-- Task to complete --
The expected output is the set of lines below beginning at the one that contains "target: woman" and ending at the final line, reproduced exactly.

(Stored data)
________________

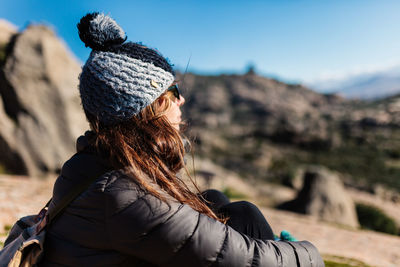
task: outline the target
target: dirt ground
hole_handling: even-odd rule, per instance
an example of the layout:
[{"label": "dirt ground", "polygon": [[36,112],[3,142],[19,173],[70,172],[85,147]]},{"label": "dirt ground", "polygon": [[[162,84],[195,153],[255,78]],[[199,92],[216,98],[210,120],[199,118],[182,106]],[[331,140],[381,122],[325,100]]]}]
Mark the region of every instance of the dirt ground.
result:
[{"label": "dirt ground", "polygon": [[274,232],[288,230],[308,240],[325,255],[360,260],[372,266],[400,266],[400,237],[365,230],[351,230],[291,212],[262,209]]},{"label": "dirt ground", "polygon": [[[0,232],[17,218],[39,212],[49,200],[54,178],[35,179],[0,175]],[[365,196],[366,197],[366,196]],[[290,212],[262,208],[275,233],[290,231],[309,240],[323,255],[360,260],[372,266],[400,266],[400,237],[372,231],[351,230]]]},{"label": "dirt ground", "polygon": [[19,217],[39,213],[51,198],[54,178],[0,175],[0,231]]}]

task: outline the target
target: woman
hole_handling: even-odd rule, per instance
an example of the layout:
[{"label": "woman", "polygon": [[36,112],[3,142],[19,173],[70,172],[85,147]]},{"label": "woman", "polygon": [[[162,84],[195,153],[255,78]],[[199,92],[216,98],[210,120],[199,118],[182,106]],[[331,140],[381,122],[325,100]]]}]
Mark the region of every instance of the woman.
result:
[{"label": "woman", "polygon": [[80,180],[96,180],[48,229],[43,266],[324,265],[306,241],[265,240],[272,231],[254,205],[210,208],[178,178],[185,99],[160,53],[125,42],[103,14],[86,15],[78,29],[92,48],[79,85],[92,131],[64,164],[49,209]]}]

________________

-- Response area --
target: woman
hole_handling: even-odd rule, per instance
an example of the layout:
[{"label": "woman", "polygon": [[36,112],[3,142],[19,173],[70,172],[85,147]]},{"label": "woman", "polygon": [[[162,84],[195,153],[255,78]],[[199,92],[216,98],[210,120],[199,118],[182,106]],[[331,140],[381,122],[325,100]]]}]
Mark the region of every instance of the woman.
result:
[{"label": "woman", "polygon": [[80,180],[96,180],[48,229],[43,266],[324,265],[306,241],[265,240],[272,231],[254,205],[210,208],[178,178],[185,99],[160,53],[125,42],[103,14],[86,15],[78,29],[92,48],[79,85],[92,131],[64,164],[49,209]]}]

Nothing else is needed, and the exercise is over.